STATED PROBLEM: Put every line of the listing below into a numbered list, leaving out any blank lines.

PROVIDED RECORDS:
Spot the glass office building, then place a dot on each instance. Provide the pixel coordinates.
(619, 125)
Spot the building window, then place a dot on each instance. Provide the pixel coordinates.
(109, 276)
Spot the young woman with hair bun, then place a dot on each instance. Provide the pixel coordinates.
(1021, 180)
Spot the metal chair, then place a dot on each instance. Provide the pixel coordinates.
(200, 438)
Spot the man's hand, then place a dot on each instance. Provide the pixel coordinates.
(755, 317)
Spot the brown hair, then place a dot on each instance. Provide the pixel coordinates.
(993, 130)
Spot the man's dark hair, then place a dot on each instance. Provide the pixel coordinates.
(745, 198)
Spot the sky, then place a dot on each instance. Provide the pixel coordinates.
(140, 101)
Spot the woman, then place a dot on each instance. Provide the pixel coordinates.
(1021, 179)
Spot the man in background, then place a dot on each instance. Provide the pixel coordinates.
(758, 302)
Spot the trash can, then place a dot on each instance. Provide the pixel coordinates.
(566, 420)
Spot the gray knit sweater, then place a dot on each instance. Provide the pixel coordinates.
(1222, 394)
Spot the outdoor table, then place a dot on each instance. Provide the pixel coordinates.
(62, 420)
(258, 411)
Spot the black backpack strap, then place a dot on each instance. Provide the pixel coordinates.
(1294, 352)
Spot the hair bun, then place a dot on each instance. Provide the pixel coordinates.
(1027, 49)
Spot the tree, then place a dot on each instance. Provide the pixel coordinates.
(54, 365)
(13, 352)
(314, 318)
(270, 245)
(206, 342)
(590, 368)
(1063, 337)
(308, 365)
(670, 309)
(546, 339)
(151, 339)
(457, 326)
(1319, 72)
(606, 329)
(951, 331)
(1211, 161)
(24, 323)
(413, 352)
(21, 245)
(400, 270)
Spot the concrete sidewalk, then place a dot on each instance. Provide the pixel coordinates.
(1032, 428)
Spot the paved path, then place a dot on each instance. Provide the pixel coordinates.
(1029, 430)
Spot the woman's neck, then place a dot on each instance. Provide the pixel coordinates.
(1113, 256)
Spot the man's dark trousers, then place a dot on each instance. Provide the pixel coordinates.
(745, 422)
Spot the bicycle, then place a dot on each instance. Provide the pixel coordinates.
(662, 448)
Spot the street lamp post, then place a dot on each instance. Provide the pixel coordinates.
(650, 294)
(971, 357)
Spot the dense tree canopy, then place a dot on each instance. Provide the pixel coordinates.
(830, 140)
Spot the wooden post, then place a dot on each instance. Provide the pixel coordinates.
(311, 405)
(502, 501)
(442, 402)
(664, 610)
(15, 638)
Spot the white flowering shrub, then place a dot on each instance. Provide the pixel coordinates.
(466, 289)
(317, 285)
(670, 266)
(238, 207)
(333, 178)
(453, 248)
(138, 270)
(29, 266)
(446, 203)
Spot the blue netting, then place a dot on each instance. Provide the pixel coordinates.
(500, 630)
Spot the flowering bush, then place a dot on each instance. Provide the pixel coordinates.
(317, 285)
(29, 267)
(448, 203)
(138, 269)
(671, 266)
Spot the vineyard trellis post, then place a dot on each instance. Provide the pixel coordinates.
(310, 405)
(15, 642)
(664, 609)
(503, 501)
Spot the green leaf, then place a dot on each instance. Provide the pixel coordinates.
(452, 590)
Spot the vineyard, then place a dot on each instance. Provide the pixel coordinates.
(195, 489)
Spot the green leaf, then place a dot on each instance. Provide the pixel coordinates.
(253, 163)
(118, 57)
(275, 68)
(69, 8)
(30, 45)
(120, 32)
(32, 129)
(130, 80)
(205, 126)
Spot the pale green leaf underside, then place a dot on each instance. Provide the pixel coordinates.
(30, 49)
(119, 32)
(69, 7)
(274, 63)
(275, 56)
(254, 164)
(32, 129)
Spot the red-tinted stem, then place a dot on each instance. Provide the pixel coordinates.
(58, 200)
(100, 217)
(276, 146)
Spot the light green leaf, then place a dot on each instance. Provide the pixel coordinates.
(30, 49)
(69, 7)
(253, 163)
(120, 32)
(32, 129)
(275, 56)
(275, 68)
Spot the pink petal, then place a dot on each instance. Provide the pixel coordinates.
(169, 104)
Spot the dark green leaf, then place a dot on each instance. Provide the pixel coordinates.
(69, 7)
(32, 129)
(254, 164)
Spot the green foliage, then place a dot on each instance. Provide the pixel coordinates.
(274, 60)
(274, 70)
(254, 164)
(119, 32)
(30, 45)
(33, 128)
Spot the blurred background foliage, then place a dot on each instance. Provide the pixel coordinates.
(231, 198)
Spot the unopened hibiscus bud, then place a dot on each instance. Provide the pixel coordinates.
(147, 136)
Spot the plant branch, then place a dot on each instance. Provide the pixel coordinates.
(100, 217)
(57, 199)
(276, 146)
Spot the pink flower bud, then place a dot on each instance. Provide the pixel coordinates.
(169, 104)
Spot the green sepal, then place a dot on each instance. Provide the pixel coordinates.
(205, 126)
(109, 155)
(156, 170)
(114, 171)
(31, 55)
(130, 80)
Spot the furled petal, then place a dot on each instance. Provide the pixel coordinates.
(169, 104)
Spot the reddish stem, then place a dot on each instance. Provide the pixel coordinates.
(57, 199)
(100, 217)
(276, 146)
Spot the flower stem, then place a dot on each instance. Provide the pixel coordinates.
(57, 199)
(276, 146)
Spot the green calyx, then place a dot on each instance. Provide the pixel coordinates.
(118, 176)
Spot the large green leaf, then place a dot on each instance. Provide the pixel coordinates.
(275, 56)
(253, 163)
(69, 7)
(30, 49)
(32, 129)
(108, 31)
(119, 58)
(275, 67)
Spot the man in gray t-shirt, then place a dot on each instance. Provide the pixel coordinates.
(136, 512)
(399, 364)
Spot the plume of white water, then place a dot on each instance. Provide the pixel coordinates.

THE OUTPUT:
1. Spot the glass office building, then place a dot on each instance. Provide the pixel coordinates.
2. (619, 125)
3. Spot the building window, then place a dot on each instance. Provide the pixel coordinates.
4. (109, 276)
5. Spot the young woman with hair bun, then place a dot on each instance. Provide the pixel coordinates.
6. (1021, 180)
7. Spot the metal chair, then place a dot on each instance. Provide the pixel coordinates.
8. (200, 438)
9. Spot the man's hand, then place a dot on each instance. Provide the pixel coordinates.
10. (755, 317)
11. Spot the brown hair, then place a dot on each instance. Provide the pixel coordinates.
12. (993, 130)
13. Spot the man's dark hair, then place a dot on each instance. Provide the pixel coordinates.
14. (745, 198)
15. Spot the sky, then place a dot on each instance. Provide the pixel coordinates.
16. (140, 101)
17. Spot the woman, then place a dot on each instance. Provide the pixel coordinates.
18. (1021, 179)
19. Spot the man in background, then place a dot on each instance. Provide the pixel coordinates.
20. (758, 302)
21. Spot the trash can, then place a dot on each instance. Provide the pixel coordinates.
22. (566, 420)
23. Spot the gray knit sweater, then place a dot on each instance. Provide the pixel coordinates.
24. (1222, 394)
25. Spot the outdoor table, then place a dot on each instance. Provide the pixel coordinates.
26. (62, 420)
27. (258, 411)
28. Spot the black backpack strap, then place a dot on each instance. Provide the pixel coordinates.
29. (1294, 352)
30. Spot the hair bun, then place a dot on each instance. Provide the pixel coordinates.
31. (1027, 49)
32. Spot the tree, then place a dot on each instance. Provide the pixel coordinates.
33. (54, 365)
34. (13, 352)
35. (314, 318)
36. (270, 245)
37. (206, 342)
38. (590, 368)
39. (1063, 337)
40. (308, 365)
41. (670, 309)
42. (546, 339)
43. (151, 339)
44. (457, 326)
45. (1319, 72)
46. (606, 329)
47. (951, 331)
48. (1211, 161)
49. (24, 323)
50. (413, 352)
51. (21, 245)
52. (400, 270)
53. Spot the concrete sidewalk, then place a dot on each instance. Provide the pixel coordinates.
54. (1032, 428)
55. Spot the paved path, then place a dot on each instance. Provide the pixel coordinates.
56. (1029, 430)
57. Spot the woman's neck, then place a dot on each instance. Provide the pixel coordinates.
58. (1113, 256)
59. Spot the man's dark trousers, then place a dot on each instance. Provide the pixel coordinates.
60. (745, 422)
61. Spot the bicycle, then place a dot on each instance. Provide the pixel coordinates.
62. (662, 448)
63. Spot the street lamp post, then place a dot on each instance. Provide the pixel coordinates.
64. (650, 294)
65. (971, 357)
66. Spot the dense tree canopy, then place a dot on each instance. Provide the pixel coordinates.
67. (830, 140)
68. Spot the wooden post, then place a dot on each instance. Provide the pixel coordinates.
69. (311, 405)
70. (502, 501)
71. (442, 402)
72. (664, 610)
73. (15, 638)
74. Spot the white flowering shrub, then place a dot on each instance. Provide the pixel coordinates.
75. (466, 289)
76. (317, 285)
77. (670, 266)
78. (238, 207)
79. (333, 178)
80. (453, 248)
81. (138, 270)
82. (29, 266)
83. (446, 203)
84. Spot the blue netting, then place a dot on each instance. Provide the pixel coordinates.
85. (500, 630)
86. Spot the flowering bush, then place a dot on each instance. Provide the pixel coordinates.
87. (317, 285)
88. (29, 267)
89. (448, 203)
90. (138, 269)
91. (671, 266)
92. Spot the vineyard trellis post, then place a dot on each instance. Provide the pixel coordinates.
93. (310, 405)
94. (15, 642)
95. (664, 609)
96. (503, 501)
97. Spot the green leaf, then place a dot on each instance. Provide the pixel coordinates.
98. (452, 590)
99. Spot the vineyard, then place a dot on each instance. Provide the pixel coordinates.
100. (195, 489)
101. Spot the green leaf, then place a dot on each instance. Provide the pixel coordinates.
102. (253, 163)
103. (118, 57)
104. (275, 68)
105. (69, 8)
106. (30, 45)
107. (120, 32)
108. (32, 129)
109. (130, 80)
110. (205, 126)
111. Spot the pale green leaf underside, then place a dot on each instance. Provide the pixel coordinates.
112. (30, 49)
113. (119, 32)
114. (69, 7)
115. (274, 63)
116. (275, 56)
117. (254, 164)
118. (32, 129)
119. Spot the red-tinted stem, then place a dot on each instance. Provide the pixel coordinates.
120. (58, 200)
121. (100, 217)
122. (276, 146)
123. Spot the light green leaf, then place a dot on each instance. Provide the pixel coordinates.
124. (30, 49)
125. (69, 7)
126. (253, 163)
127. (120, 32)
128. (32, 129)
129. (275, 56)
130. (275, 68)
131. Spot the pink petal, then place a dot on each instance. Provide the pixel coordinates.
132. (169, 104)
133. Spot the dark green leaf, then place a dot on each instance. Provide the pixel coordinates.
134. (69, 7)
135. (32, 129)
136. (254, 164)
137. Spot the green foliage, then place a dot on each instance. Provide the pixel coordinates.
138. (274, 60)
139. (274, 70)
140. (254, 164)
141. (119, 32)
142. (30, 45)
143. (33, 128)
144. Spot the blurred background foliage, then place a dot on each instance. Provide the pixel coordinates.
145. (231, 198)
146. Spot the unopened hibiscus bud, then place a dot on each instance. Provide the pixel coordinates.
147. (147, 136)
148. Spot the plant branch, then place a dot on each instance. Provide the pixel coordinates.
149. (100, 217)
150. (57, 199)
151. (276, 146)
152. Spot the pink flower bud, then place a dot on each instance. Provide the pixel coordinates.
153. (169, 104)
154. Spot the green sepal, then place a dot on each instance. Provide the pixel coordinates.
155. (205, 126)
156. (109, 155)
157. (156, 170)
158. (114, 171)
159. (31, 55)
160. (130, 80)
161. Spot the furled petal, then place a dot on each instance. Provide the pixel coordinates.
162. (169, 104)
163. Spot the reddish stem, then place a dot on each instance. Provide the pixel coordinates.
164. (57, 199)
165. (100, 217)
166. (276, 146)
167. Spot the flower stem, then place a dot on each instance. Provide the pixel coordinates.
168. (57, 199)
169. (276, 146)
170. Spot the green calyx, then place a dot on each instance. Provide the pixel coordinates.
171. (118, 176)
172. Spot the large green leaf, then place a dot on each instance. Provide the pixel coordinates.
173. (275, 56)
174. (253, 163)
175. (69, 7)
176. (30, 49)
177. (32, 129)
178. (108, 31)
179. (119, 58)
180. (275, 67)
181. Spot the man in gray t-shirt, then place a dot on each instance. Provide the pixel coordinates.
182. (136, 512)
183. (399, 364)
184. Spot the plume of white water, then place a dot on each instance. Provide the pixel coordinates.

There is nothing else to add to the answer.